• [Exercise instructions]: Write out only the final part of the records below. It begins with the line that contains "Where can you find the brown hair" and ends with the last line.

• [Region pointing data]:

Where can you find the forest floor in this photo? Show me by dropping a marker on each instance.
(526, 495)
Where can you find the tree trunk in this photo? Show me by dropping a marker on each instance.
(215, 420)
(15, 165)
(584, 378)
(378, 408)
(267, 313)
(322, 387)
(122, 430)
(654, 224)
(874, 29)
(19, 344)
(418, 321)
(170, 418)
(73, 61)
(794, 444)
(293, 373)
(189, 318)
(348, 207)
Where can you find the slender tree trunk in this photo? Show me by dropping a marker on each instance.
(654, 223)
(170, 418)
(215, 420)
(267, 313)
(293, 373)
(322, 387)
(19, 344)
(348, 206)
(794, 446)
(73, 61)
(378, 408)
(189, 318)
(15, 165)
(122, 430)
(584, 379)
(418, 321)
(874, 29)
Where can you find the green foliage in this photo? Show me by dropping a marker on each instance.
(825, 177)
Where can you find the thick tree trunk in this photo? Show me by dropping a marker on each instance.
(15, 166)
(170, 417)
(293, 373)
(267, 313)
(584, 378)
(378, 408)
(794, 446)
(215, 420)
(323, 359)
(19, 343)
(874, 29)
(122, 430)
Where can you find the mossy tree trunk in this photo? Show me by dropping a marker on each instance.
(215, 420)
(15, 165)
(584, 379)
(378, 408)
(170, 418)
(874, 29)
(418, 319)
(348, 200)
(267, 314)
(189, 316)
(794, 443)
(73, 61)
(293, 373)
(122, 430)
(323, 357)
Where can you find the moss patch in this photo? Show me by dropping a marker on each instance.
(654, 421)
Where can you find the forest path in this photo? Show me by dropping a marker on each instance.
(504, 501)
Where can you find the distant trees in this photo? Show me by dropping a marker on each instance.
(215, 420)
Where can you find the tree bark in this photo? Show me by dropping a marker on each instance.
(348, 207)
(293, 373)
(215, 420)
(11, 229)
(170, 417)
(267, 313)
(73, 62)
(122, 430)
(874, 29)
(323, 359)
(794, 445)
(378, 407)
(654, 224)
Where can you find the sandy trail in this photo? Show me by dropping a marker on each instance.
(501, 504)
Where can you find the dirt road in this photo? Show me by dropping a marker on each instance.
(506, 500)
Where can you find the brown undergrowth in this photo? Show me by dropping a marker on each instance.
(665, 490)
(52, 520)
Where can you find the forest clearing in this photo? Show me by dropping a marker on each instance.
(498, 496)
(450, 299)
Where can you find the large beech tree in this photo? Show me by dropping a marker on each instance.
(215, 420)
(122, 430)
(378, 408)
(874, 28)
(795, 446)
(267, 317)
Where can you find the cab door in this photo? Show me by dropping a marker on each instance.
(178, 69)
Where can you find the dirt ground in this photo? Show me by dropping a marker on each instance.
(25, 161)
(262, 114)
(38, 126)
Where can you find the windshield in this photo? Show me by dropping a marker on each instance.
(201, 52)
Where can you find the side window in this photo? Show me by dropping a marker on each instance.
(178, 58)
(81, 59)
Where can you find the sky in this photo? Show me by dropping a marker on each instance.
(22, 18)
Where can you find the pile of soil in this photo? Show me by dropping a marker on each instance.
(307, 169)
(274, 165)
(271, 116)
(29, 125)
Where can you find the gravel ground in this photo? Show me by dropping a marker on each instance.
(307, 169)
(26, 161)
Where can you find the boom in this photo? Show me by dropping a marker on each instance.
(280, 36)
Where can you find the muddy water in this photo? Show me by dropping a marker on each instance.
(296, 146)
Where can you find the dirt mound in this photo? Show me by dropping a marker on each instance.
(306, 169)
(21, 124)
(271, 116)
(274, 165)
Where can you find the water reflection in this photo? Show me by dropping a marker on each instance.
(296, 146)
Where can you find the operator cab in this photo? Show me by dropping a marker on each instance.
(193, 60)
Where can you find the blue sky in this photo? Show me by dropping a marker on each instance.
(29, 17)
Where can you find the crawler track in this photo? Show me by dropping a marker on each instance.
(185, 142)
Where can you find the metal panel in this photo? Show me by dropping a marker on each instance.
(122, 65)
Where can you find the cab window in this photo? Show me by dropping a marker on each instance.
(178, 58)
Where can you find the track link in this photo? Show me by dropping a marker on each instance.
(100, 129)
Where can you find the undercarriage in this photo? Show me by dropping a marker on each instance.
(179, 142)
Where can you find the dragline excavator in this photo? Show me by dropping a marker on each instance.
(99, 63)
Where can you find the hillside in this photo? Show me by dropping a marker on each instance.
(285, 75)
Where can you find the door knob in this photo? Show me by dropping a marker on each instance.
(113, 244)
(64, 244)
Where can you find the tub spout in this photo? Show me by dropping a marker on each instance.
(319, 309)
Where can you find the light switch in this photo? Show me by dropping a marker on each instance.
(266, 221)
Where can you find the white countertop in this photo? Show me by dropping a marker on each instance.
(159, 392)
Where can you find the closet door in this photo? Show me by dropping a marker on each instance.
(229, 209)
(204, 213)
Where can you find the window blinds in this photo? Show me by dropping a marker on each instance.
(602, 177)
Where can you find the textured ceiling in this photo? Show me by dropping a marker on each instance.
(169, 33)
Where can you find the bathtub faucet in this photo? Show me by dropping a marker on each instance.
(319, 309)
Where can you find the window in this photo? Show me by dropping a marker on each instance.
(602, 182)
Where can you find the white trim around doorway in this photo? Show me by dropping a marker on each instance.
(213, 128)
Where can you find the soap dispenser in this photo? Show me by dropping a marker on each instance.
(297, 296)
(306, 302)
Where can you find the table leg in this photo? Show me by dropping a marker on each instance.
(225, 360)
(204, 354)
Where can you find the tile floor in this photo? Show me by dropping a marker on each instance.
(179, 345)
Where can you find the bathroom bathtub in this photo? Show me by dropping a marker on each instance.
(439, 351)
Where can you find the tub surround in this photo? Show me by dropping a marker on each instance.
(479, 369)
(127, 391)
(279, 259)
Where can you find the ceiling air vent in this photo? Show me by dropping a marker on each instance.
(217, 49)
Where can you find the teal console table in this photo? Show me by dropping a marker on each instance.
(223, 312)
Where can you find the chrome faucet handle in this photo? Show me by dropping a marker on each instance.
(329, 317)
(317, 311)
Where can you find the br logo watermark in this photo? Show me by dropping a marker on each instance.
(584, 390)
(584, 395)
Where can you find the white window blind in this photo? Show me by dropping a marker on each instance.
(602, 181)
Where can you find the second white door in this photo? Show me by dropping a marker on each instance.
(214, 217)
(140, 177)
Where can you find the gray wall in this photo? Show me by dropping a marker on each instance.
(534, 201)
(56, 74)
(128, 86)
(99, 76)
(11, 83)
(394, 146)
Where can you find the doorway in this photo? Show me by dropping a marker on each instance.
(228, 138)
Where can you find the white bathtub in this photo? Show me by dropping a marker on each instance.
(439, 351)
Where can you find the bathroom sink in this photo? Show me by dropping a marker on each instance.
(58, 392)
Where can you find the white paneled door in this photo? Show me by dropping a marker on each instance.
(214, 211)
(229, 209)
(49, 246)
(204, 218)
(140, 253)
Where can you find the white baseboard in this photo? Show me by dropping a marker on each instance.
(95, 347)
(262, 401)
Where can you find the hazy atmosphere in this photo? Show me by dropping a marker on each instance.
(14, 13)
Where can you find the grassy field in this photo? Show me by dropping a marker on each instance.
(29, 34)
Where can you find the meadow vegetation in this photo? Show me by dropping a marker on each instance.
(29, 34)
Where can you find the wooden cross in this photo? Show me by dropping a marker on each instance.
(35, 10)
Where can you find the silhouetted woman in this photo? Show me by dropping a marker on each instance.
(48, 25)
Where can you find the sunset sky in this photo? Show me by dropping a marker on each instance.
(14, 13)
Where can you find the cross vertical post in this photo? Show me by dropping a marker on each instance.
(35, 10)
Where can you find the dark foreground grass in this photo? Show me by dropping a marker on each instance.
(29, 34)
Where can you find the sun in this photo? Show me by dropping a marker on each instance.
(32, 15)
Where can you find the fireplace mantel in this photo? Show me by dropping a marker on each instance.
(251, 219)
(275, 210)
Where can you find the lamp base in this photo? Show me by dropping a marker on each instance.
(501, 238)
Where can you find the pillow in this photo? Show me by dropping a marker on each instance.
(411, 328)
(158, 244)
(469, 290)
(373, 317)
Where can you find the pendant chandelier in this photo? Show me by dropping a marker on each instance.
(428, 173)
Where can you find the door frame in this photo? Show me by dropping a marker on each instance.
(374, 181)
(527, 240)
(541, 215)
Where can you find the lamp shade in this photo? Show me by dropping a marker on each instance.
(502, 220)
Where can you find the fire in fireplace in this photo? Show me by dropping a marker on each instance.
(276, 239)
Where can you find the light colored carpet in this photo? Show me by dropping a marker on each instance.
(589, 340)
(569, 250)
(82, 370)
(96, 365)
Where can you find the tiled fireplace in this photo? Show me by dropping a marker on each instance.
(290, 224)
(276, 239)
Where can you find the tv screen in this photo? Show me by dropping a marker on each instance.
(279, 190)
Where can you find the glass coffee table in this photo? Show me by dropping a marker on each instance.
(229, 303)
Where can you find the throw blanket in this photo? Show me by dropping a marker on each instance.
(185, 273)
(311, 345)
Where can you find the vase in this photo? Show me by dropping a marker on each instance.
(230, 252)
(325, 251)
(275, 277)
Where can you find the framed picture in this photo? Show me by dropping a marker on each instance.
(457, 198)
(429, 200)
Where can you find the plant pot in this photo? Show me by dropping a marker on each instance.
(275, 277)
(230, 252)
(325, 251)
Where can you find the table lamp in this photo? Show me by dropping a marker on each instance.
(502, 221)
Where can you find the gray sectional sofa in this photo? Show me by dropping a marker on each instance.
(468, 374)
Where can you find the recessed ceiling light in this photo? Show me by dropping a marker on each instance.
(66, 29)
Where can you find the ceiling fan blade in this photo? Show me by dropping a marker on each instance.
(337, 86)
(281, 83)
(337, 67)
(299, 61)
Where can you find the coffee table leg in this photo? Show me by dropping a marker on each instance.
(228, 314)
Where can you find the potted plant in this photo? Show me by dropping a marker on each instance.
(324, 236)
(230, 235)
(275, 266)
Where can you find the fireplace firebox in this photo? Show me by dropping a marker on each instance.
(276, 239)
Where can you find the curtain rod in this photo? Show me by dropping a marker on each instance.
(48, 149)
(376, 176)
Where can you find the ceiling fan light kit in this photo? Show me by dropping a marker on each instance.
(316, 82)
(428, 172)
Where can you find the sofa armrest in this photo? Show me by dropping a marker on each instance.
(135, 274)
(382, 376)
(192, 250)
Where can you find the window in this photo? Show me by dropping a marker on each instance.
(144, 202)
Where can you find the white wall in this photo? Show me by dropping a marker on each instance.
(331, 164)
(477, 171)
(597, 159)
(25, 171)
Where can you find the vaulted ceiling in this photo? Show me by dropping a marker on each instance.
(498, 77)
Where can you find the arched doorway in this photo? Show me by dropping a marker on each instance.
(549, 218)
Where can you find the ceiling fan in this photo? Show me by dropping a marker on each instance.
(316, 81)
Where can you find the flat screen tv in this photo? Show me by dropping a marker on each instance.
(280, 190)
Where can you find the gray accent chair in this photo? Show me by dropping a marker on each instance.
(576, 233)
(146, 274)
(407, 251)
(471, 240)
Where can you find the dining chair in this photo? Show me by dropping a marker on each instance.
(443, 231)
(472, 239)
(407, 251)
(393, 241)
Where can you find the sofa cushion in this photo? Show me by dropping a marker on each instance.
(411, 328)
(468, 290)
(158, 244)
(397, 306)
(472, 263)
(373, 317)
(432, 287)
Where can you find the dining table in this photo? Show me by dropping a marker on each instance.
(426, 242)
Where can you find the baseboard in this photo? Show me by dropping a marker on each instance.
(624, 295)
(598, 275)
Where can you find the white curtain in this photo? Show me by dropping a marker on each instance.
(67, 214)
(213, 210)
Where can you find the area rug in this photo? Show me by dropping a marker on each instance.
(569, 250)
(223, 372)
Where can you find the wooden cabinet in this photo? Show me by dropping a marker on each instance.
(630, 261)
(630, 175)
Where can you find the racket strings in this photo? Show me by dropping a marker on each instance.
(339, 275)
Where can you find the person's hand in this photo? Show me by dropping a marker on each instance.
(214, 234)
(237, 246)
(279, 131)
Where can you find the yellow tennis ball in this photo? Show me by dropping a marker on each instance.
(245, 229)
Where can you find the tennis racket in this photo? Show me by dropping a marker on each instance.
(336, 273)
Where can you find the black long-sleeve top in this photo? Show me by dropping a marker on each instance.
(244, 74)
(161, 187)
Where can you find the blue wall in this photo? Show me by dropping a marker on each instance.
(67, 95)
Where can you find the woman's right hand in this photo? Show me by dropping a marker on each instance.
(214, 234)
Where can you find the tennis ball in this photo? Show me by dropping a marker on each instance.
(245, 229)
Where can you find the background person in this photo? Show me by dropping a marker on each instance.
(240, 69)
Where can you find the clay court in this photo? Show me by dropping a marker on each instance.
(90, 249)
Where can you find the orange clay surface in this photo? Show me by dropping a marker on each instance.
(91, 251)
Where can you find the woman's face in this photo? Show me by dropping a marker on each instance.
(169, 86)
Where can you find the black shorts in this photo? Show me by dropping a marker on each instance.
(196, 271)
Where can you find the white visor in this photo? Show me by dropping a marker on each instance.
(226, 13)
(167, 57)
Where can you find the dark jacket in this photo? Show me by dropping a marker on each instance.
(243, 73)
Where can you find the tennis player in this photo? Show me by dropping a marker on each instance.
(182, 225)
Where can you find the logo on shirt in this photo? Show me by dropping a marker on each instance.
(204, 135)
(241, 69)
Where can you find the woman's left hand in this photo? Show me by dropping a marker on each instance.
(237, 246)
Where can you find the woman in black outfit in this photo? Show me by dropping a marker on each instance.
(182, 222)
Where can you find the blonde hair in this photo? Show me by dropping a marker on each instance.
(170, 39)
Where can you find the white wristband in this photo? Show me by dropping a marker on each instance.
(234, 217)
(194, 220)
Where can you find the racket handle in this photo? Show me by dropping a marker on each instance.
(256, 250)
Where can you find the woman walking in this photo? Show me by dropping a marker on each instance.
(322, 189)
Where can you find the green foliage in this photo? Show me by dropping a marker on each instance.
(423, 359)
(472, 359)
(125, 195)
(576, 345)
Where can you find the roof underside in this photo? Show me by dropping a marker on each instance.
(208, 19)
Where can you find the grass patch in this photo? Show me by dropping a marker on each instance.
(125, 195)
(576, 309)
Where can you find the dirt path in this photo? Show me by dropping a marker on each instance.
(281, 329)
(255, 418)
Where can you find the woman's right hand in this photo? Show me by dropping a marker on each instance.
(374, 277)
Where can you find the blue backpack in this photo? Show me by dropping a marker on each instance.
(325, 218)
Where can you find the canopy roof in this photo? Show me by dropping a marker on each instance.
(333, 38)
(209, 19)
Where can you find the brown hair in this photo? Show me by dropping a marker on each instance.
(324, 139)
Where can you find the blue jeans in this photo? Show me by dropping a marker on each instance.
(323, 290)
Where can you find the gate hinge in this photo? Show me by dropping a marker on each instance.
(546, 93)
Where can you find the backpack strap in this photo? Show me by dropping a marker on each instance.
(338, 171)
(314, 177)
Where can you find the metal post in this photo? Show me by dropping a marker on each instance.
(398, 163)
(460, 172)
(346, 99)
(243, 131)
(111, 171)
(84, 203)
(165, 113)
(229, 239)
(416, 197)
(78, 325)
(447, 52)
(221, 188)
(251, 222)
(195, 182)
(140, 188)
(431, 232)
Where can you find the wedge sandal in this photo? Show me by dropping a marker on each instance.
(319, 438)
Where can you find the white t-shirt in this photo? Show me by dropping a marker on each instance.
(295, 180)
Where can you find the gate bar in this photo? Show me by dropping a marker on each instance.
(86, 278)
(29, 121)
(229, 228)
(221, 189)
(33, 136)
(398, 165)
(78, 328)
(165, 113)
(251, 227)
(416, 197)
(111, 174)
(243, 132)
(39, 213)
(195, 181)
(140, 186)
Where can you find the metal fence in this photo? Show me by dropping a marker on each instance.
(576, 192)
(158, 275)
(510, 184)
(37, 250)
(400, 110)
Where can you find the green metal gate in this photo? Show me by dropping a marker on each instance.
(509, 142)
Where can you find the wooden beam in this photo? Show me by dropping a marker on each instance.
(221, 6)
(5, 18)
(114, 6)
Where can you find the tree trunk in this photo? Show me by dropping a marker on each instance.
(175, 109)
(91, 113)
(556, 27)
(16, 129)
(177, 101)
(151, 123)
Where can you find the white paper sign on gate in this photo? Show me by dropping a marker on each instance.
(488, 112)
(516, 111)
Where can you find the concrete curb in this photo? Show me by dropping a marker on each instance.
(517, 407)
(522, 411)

• [Solved problem]:
Where can you find the brown hair in this photo? Show me by dropping a marker on each instance.
(324, 139)
Where can you find the blue jeans in this photo? Show me by dropping a marker on each instance.
(323, 290)
Where can you find the gate hinge in this photo? Show me by dropping a marker on each instance.
(546, 93)
Where can you find the backpack strap in this photo? Show me by dropping a marker on each instance.
(338, 171)
(314, 177)
Where can you find the metal post in this photo? Show me by dropping a marker on each instance.
(398, 163)
(460, 172)
(346, 99)
(243, 131)
(111, 171)
(84, 203)
(165, 113)
(229, 239)
(416, 197)
(78, 325)
(447, 52)
(221, 188)
(251, 222)
(195, 182)
(140, 188)
(431, 232)
Where can you find the wedge sandal in this photo? Show me by dropping a marker on each instance.
(319, 438)
Where can you find the white t-shirt in this photo? Show me by dropping a marker on each instance.
(295, 180)
Where can you find the gate bar in this photo? Show me by dropping a marker on each instance.
(86, 278)
(29, 121)
(229, 228)
(221, 189)
(33, 136)
(398, 165)
(78, 328)
(165, 113)
(251, 227)
(416, 197)
(111, 174)
(243, 132)
(39, 213)
(195, 181)
(140, 186)
Where can you find the metal fence in this photo? Show me by dropping a marker on each instance.
(576, 192)
(158, 275)
(510, 184)
(37, 250)
(400, 110)
Where can you find the green metal gate in this photo? Show me by dropping a marker on each instance.
(509, 142)
Where can you find the wooden beam in this photo? Show me by dropping a marker on each instance.
(221, 6)
(5, 18)
(114, 6)
Where can you find the tree trunk in this photo? Show me by dropping a marker on each instance.
(175, 109)
(91, 113)
(556, 27)
(16, 129)
(177, 101)
(151, 123)
Where can you find the white paper sign on gate in this photo? Show me by dropping a marker on each instance.
(488, 112)
(516, 111)
Where can you find the concrete curb in this photo? Show me by dropping a marker on each instance.
(517, 407)
(522, 411)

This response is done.